### [What this task involves]
Pull out every line in the rows below that contains the string "white", matching case exactly.

(Records excerpted from a collection)
──────────

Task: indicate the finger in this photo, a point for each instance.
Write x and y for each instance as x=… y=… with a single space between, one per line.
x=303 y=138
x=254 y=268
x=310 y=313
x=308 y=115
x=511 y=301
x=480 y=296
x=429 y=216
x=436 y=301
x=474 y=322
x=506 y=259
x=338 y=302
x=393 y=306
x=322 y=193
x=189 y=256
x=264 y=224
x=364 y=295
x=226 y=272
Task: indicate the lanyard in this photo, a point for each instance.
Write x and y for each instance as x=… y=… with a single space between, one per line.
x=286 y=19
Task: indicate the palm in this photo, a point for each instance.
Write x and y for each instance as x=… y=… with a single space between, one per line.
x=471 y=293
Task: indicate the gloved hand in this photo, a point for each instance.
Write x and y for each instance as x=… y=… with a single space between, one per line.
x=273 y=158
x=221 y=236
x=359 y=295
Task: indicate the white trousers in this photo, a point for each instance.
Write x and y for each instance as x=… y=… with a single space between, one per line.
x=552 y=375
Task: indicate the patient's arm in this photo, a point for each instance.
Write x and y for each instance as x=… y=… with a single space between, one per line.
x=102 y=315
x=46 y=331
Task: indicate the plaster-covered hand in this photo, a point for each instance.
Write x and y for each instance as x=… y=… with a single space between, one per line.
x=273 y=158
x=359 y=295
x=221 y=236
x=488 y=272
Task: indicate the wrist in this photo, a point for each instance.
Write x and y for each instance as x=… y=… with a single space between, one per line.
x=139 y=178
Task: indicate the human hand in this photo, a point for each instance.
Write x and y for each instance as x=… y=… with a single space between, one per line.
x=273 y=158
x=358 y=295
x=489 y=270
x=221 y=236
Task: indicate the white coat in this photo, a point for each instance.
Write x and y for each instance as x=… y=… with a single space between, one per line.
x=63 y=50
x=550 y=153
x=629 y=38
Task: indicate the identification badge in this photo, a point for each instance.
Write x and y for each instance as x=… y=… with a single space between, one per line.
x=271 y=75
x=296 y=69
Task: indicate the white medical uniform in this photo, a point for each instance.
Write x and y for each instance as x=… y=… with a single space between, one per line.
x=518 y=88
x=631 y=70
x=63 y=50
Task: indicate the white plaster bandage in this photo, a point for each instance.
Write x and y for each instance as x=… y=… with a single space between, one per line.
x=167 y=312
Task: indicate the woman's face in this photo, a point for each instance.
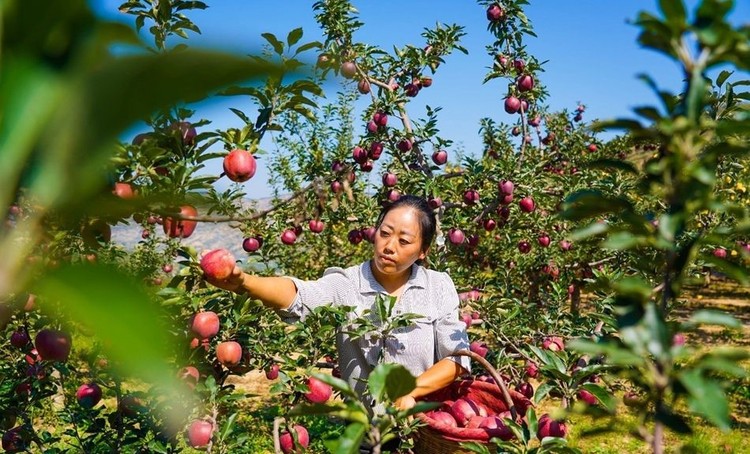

──────────

### [The result]
Task: indicate the white trousers in this photo, a point for each instance.
Task: indicate the white coat in this photo, a point for each instance.
Task: indicate the white medical uniform in this photo, a point for each instance.
Task: indicate the white plaster bandage in this photo, a point for each instance.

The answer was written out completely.